**Directions:**
From the forum post about "The Green Fields of Canada," quote the passage word for word, beginning at the words that have "The Mudcat Café" and stopping after "the mid sixties.".

The Mudcat Café TM
Thread #12454   Message #3728482
Posted By: Jim Carroll
05-Aug-15 - 07:40 PM
Thread Name: Lyr/Tune Req: The Green Fields of Canada
Subject: RE: Lyr/Tune Req: The Green Fields of Canada
One of my favourite introductions to the song wag given by Ewan MacColl when he used it to introduce Paddy Tunney's rendition of it on the magnificent series of programmes, The Song Carriers, back in the mid sixties.
"Paddy Tunney, a fragment of whose singing you heard a moment ago, has the same marvellous feeling for tempo. Here he is, singing an Irish exile song, "The Green Fields of Canada"!

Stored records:
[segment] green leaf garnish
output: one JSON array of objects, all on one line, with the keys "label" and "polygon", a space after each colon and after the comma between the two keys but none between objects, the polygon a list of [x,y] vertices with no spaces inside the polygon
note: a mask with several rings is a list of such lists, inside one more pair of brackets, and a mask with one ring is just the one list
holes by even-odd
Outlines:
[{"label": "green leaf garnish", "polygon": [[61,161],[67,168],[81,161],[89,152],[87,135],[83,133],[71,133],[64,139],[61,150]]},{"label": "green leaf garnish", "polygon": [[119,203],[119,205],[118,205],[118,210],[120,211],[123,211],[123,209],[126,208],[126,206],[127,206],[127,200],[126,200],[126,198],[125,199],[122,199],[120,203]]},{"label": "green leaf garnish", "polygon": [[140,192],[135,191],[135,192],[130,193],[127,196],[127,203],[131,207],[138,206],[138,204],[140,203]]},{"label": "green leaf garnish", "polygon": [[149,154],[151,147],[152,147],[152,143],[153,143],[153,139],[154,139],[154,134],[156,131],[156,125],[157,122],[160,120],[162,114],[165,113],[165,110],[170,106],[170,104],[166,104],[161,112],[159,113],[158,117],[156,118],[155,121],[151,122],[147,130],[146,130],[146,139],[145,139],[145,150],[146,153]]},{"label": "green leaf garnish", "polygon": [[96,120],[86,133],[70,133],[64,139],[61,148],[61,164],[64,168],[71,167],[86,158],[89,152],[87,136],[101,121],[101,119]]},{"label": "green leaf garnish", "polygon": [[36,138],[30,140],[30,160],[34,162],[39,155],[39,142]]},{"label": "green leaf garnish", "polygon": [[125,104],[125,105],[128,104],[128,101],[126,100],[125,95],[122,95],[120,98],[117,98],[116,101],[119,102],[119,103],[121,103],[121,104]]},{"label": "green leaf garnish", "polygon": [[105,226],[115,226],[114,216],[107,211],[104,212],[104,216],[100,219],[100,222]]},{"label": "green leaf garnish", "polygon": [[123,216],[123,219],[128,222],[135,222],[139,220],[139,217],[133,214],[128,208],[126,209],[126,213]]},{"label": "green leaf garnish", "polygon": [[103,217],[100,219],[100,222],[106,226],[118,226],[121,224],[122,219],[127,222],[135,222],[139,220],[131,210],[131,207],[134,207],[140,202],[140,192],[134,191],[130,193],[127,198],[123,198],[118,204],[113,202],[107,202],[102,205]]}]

**Reply to the task:**
The Mudcat Café TM
Thread #12454   Message #3728482
Posted By: Jim Carroll
05-Aug-15 - 07:40 PM
Thread Name: Lyr/Tune Req: The Green Fields of Canada
Subject: RE: Lyr/Tune Req: The Green Fields of Canada
One of my favourite introductions to the song wag given by Ewan MacColl when he used it to introduce Paddy Tunney's rendition of it on the magnificent series of programmes, The Song Carriers, back in the mid sixties.